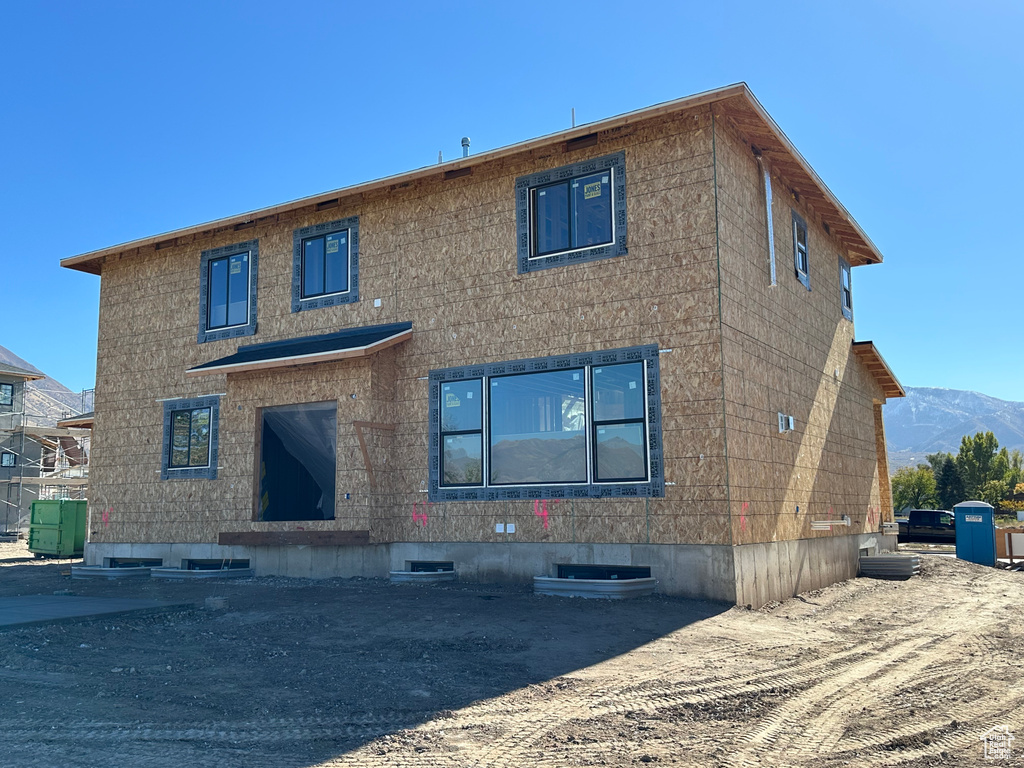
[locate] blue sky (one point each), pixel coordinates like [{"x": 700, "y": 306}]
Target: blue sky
+===+
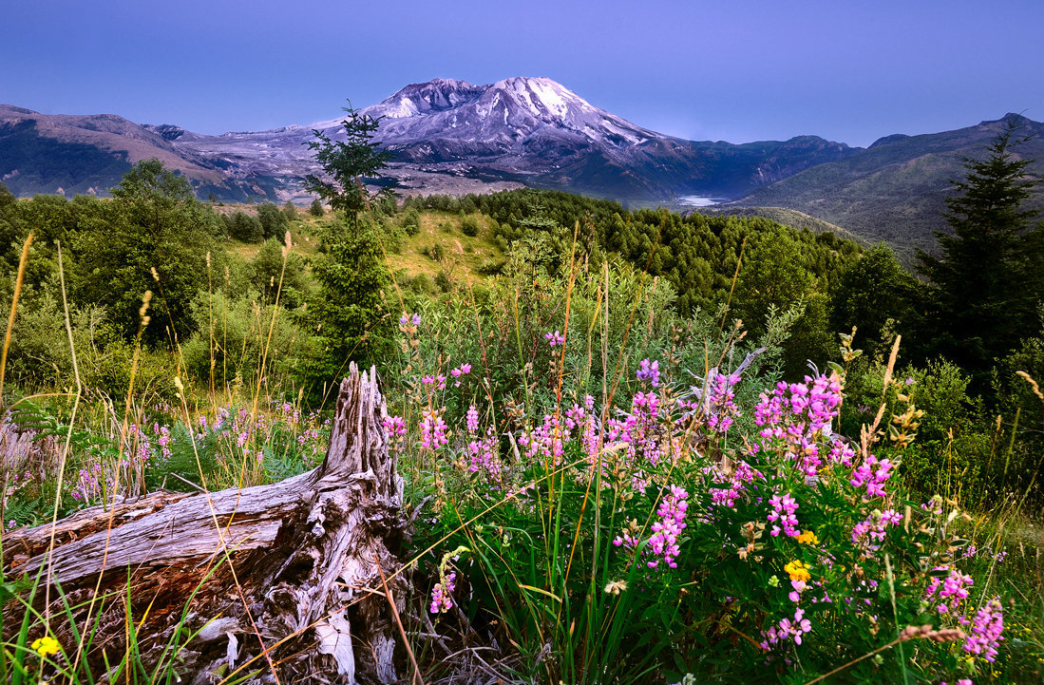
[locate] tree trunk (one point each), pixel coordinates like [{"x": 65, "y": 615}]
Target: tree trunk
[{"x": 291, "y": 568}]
+===+
▶ [DESCRIPTION OF THE TASK]
Which lines of the data above contain the string "locate"? Report each one in full.

▶ [WRITTEN RESPONSE]
[locate] blue sky (one point each), pixel coordinates like [{"x": 700, "y": 306}]
[locate] tree trunk (one point each), pixel coordinates like [{"x": 65, "y": 615}]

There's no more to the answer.